Problem details:
Reproduce all of the data exactly.

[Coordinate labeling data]
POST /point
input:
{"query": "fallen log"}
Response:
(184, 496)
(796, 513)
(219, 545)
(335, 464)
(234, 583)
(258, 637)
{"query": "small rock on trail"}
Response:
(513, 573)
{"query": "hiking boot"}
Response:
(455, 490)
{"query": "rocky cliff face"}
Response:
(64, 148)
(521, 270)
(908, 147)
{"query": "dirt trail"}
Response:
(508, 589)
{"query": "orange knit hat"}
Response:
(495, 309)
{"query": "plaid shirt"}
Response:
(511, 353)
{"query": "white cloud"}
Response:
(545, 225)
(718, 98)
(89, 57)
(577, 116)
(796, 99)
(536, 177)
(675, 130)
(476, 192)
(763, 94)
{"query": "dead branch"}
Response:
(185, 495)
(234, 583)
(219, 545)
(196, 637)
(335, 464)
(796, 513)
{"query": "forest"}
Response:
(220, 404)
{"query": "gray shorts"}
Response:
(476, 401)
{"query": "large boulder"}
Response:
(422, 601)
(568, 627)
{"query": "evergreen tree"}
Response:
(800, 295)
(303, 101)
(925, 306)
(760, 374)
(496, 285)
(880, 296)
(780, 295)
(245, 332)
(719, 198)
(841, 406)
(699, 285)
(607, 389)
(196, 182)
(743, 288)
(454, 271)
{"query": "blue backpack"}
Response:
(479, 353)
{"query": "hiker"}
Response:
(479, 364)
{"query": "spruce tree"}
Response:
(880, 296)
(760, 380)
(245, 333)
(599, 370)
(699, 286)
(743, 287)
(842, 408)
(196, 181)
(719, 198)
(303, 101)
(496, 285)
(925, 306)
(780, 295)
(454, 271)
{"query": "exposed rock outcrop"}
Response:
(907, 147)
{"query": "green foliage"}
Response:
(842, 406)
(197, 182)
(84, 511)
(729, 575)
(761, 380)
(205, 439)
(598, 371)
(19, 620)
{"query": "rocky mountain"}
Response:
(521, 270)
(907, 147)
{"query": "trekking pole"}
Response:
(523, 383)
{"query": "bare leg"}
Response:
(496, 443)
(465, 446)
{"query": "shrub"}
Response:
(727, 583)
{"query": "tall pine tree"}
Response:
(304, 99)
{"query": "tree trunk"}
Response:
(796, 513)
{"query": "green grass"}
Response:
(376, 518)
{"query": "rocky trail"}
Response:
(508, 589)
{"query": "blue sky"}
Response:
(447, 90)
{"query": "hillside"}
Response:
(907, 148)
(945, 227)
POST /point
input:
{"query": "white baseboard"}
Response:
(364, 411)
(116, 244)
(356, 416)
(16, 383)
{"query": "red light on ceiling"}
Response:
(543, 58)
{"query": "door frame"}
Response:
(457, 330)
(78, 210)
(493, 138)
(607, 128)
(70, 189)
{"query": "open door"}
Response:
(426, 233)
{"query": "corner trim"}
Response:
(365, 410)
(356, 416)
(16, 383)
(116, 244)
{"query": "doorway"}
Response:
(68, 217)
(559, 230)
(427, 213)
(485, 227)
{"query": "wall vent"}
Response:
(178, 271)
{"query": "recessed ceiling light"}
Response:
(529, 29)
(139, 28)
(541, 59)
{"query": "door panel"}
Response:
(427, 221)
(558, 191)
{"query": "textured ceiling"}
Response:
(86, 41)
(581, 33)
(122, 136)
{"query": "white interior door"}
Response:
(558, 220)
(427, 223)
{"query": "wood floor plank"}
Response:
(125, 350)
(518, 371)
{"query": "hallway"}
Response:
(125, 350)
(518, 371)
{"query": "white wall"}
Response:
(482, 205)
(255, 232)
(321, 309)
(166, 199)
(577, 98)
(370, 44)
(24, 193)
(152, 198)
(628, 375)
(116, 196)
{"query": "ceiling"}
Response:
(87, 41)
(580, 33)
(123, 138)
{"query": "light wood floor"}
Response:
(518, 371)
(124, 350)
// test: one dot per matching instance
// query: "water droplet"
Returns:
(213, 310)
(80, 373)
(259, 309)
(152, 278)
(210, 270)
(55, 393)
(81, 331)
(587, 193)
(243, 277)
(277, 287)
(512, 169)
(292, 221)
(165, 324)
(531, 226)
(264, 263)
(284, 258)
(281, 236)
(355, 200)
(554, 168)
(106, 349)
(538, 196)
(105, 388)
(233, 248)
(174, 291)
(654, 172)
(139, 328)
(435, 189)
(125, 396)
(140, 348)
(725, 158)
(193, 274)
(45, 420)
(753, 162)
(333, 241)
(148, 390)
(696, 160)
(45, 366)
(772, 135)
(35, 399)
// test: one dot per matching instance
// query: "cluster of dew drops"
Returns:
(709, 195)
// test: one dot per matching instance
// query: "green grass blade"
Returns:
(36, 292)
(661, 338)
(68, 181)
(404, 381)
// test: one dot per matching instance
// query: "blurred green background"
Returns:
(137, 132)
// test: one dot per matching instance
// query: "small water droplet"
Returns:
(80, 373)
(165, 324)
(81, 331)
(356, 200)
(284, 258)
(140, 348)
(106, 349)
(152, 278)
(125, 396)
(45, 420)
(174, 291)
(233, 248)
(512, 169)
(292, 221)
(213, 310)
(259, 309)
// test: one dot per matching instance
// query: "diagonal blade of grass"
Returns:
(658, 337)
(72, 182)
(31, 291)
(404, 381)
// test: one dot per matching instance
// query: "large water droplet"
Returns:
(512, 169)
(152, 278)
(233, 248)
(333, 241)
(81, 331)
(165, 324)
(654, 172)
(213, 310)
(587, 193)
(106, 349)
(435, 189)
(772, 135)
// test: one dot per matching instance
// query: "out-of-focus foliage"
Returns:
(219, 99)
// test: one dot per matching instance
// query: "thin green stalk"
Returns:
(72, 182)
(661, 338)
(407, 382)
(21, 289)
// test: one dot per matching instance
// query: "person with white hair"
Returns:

Response for this exercise:
POST /point
input:
{"query": "fallen log"}
Response:
(184, 496)
(796, 513)
(219, 545)
(335, 464)
(234, 583)
(258, 637)
{"query": "small rock on trail"}
Response:
(513, 573)
{"query": "hiking boot"}
Response:
(455, 490)
{"query": "rocky cliff face"}
Response:
(64, 148)
(521, 270)
(908, 147)
{"query": "dirt trail"}
Response:
(508, 589)
{"query": "orange knit hat"}
Response:
(495, 309)
{"query": "plaid shirt"}
Response:
(511, 353)
{"query": "white cloud"}
Response:
(545, 225)
(718, 98)
(89, 57)
(577, 116)
(796, 99)
(536, 177)
(675, 130)
(476, 192)
(763, 94)
{"query": "dead branch"}
Response:
(185, 495)
(234, 583)
(219, 545)
(196, 637)
(335, 464)
(796, 513)
{"query": "forest"}
Response:
(220, 404)
{"query": "gray shorts"}
Response:
(476, 401)
{"query": "large boulder"}
Response:
(422, 601)
(568, 627)
{"query": "evergreen tree"}
Response:
(800, 295)
(303, 101)
(925, 306)
(760, 374)
(496, 285)
(880, 296)
(780, 295)
(245, 332)
(719, 198)
(841, 406)
(699, 285)
(607, 389)
(196, 182)
(743, 288)
(454, 271)
{"query": "blue backpack"}
Response:
(479, 353)
{"query": "hiker"}
Response:
(479, 364)
{"query": "spruce tree"}
Response:
(880, 296)
(760, 380)
(245, 333)
(599, 370)
(699, 286)
(743, 287)
(842, 408)
(196, 181)
(719, 198)
(303, 101)
(496, 285)
(925, 306)
(780, 295)
(454, 271)
{"query": "exposed rock outcrop"}
Response:
(907, 147)
{"query": "green foliage"}
Response:
(842, 406)
(197, 182)
(84, 511)
(729, 575)
(761, 380)
(205, 439)
(598, 371)
(19, 620)
{"query": "rocky mountain"}
Response:
(521, 270)
(907, 147)
{"query": "trekking pole"}
Response:
(523, 383)
{"query": "bare leg"}
Response:
(496, 443)
(465, 446)
{"query": "shrub"}
Response:
(727, 583)
{"query": "tall pine tree"}
Response:
(304, 99)
{"query": "tree trunk"}
Response:
(796, 513)
{"query": "green grass"}
Response:
(376, 518)
{"query": "rocky trail"}
Response:
(508, 589)
{"query": "blue sky"}
Response:
(447, 90)
{"query": "hillside"}
Response:
(907, 148)
(945, 227)
POST /point
input:
{"query": "white baseboard"}
Response:
(364, 411)
(116, 244)
(356, 416)
(16, 383)
{"query": "red light on ceiling"}
Response:
(543, 58)
{"query": "door frame"}
Response:
(457, 330)
(78, 210)
(493, 138)
(607, 128)
(70, 189)
{"query": "open door"}
Response:
(426, 233)
{"query": "corner trim"}
Response:
(365, 410)
(356, 416)
(16, 383)
(116, 244)
{"query": "doorway"}
Response:
(68, 217)
(559, 230)
(427, 213)
(485, 227)
{"query": "wall vent"}
Response:
(178, 271)
{"query": "recessed ceiling light"}
Response:
(529, 29)
(139, 28)
(541, 59)
{"query": "door panel"}
Response:
(427, 221)
(558, 191)
{"query": "textured ceiling"}
Response:
(86, 41)
(581, 33)
(122, 136)
{"query": "white interior door"}
Response:
(558, 220)
(427, 223)
{"query": "wood floor plank"}
Response:
(125, 350)
(518, 371)
{"query": "hallway"}
Response:
(125, 350)
(518, 371)
{"query": "white wall"}
Response:
(482, 205)
(255, 232)
(321, 309)
(166, 199)
(577, 98)
(370, 44)
(24, 193)
(152, 198)
(628, 375)
(116, 196)
{"query": "ceiling"}
Response:
(87, 41)
(580, 33)
(123, 138)
{"query": "light wood floor"}
Response:
(518, 371)
(124, 350)
// test: one dot per matching instance
// query: "water droplet"
Returns:
(213, 310)
(80, 373)
(259, 309)
(152, 278)
(210, 270)
(55, 393)
(81, 331)
(587, 193)
(243, 277)
(277, 287)
(512, 169)
(292, 221)
(165, 324)
(531, 226)
(264, 263)
(284, 258)
(281, 236)
(355, 200)
(554, 168)
(106, 349)
(538, 196)
(105, 388)
(233, 248)
(174, 291)
(654, 172)
(139, 328)
(435, 189)
(125, 396)
(140, 348)
(725, 158)
(193, 274)
(45, 420)
(753, 162)
(333, 241)
(148, 390)
(696, 160)
(45, 366)
(772, 135)
(35, 399)
// test: one dot per matching instance
// query: "cluster of dew drops"
Returns:
(709, 195)
// test: one dot per matching instance
// query: "green grass blade"
Returns:
(36, 292)
(661, 338)
(68, 181)
(404, 381)
// test: one dot per matching instance
// query: "blurred green background"
Returns:
(137, 132)
// test: one dot per matching instance
// query: "small water droplet"
Returns:
(80, 373)
(165, 324)
(81, 331)
(356, 200)
(284, 258)
(140, 348)
(106, 349)
(152, 278)
(125, 396)
(45, 420)
(174, 291)
(233, 248)
(512, 169)
(292, 221)
(213, 310)
(259, 309)
// test: one dot per matching instance
// query: "diagonal blade of grass"
Returns:
(658, 337)
(72, 182)
(31, 291)
(404, 381)
// test: one dot per matching instance
// query: "large water droplet"
Returns:
(512, 169)
(152, 278)
(233, 248)
(333, 241)
(81, 331)
(165, 324)
(654, 172)
(213, 310)
(587, 193)
(106, 349)
(435, 189)
(772, 135)
// test: one dot per matching instance
// query: "out-of-focus foliage"
Returns:
(219, 99)
// test: one dot per matching instance
// query: "thin green stalk"
Returns:
(72, 182)
(661, 338)
(407, 382)
(21, 289)
// test: one dot per matching instance
// query: "person with white hair"
Returns:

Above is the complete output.